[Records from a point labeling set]
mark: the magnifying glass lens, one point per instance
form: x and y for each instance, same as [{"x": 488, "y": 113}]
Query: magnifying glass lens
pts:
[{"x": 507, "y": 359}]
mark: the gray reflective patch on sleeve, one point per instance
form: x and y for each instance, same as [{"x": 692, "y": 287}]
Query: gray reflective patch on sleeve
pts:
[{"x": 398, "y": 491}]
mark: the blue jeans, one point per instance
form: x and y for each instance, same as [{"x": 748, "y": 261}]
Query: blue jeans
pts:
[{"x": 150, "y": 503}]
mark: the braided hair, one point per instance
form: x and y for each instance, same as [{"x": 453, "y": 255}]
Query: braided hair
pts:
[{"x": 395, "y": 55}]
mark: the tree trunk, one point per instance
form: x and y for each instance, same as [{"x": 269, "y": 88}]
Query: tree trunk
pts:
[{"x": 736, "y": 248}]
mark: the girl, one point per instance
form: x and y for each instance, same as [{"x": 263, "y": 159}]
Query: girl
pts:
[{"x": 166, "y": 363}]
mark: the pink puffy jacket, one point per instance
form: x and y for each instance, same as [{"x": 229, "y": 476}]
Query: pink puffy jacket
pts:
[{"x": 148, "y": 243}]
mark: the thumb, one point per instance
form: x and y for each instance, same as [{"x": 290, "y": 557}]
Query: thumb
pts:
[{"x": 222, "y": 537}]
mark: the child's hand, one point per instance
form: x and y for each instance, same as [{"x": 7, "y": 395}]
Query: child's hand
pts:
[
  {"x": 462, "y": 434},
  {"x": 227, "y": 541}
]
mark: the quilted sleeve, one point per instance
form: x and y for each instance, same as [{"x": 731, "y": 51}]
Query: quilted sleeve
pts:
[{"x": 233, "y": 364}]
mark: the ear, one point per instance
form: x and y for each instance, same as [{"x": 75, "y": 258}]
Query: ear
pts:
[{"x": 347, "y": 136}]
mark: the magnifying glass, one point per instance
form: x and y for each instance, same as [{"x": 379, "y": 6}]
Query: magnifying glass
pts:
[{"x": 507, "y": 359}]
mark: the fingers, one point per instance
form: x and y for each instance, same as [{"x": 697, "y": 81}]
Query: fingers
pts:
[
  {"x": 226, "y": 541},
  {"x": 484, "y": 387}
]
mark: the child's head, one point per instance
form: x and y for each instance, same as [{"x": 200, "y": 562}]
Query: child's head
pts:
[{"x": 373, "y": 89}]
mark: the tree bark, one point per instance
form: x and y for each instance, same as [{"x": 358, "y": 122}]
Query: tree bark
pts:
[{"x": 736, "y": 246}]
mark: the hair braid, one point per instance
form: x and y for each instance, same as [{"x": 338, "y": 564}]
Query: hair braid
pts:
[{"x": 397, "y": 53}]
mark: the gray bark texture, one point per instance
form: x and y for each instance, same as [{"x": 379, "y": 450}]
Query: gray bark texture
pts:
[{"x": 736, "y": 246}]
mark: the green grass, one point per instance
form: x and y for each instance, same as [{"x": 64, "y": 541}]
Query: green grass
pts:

** WHAT YOU ARE ASKED TO DO **
Copy all of the data. Keep every word exactly as it is.

** IN RESPONSE **
mark: the magnifying glass lens, one point per instance
form: x and y for each instance, same as [{"x": 488, "y": 113}]
Query: magnifying glass lens
pts:
[{"x": 507, "y": 359}]
mark: the gray reflective patch on sleeve, one point per instance
form: x and y for each instance, same as [{"x": 692, "y": 287}]
Query: gray reflective patch on sleeve
pts:
[{"x": 398, "y": 491}]
mark: the blue jeans, one point per instance
form: x and y for each instance, same as [{"x": 748, "y": 261}]
Query: blue jeans
pts:
[{"x": 150, "y": 503}]
mark: the braided hair, one point per instance
form: x and y for each instance, same as [{"x": 453, "y": 255}]
Query: braided hair
pts:
[{"x": 395, "y": 55}]
mark: the tree trunk, one point per instance
form: x and y for each instance, same as [{"x": 269, "y": 88}]
Query: tree trunk
pts:
[{"x": 736, "y": 248}]
mark: the girl, one point per instance
form: x and y for each instance, same as [{"x": 263, "y": 159}]
Query: girl
pts:
[{"x": 166, "y": 363}]
mark: the pink puffy jacket, one point per instance
form: x and y for each instance, same as [{"x": 229, "y": 476}]
Query: pink puffy jacket
pts:
[{"x": 148, "y": 243}]
mark: the thumb, one point per instance
form: x and y for each instance, same as [{"x": 290, "y": 557}]
Query: thumb
pts:
[{"x": 222, "y": 537}]
mark: the child's hand, one point per instance
form: x and y for each instance, same as [{"x": 7, "y": 395}]
Query: child's hand
pts:
[
  {"x": 462, "y": 434},
  {"x": 227, "y": 541}
]
mark: the quilted sleeve, one point per instance
form: x and y for each instance, same as [{"x": 731, "y": 51}]
Query: quilted sleeve
pts:
[{"x": 233, "y": 364}]
mark: the ear, one point per instance
form: x and y for each instance, same as [{"x": 75, "y": 258}]
Query: ear
pts:
[{"x": 347, "y": 136}]
mark: the magnifying glass, one point per instance
form: x and y for each instance, same as [{"x": 379, "y": 6}]
Query: magnifying glass
pts:
[{"x": 507, "y": 359}]
mark: the fingers, one point per instance
form: x and y for each instance, same as [{"x": 697, "y": 81}]
Query: fingers
pts:
[
  {"x": 226, "y": 541},
  {"x": 484, "y": 387}
]
mark: the child's head, one point per instance
form: x and y for each instance, same as [{"x": 200, "y": 562}]
Query: child's head
pts:
[{"x": 373, "y": 89}]
mark: the tree bark, one point per instance
form: x and y for each instance, same as [{"x": 358, "y": 122}]
Query: tree bark
pts:
[{"x": 736, "y": 246}]
mark: the hair braid, one point per instance
form: x and y for each instance, same as [{"x": 338, "y": 564}]
Query: hair braid
pts:
[{"x": 397, "y": 53}]
mark: the gray bark texture, one point per instance
form: x and y for each instance, same as [{"x": 379, "y": 450}]
Query: gray bark texture
pts:
[{"x": 736, "y": 246}]
mark: the green grass, one point per instance
form: x and y for each instance, same as [{"x": 64, "y": 541}]
Query: green grass
pts:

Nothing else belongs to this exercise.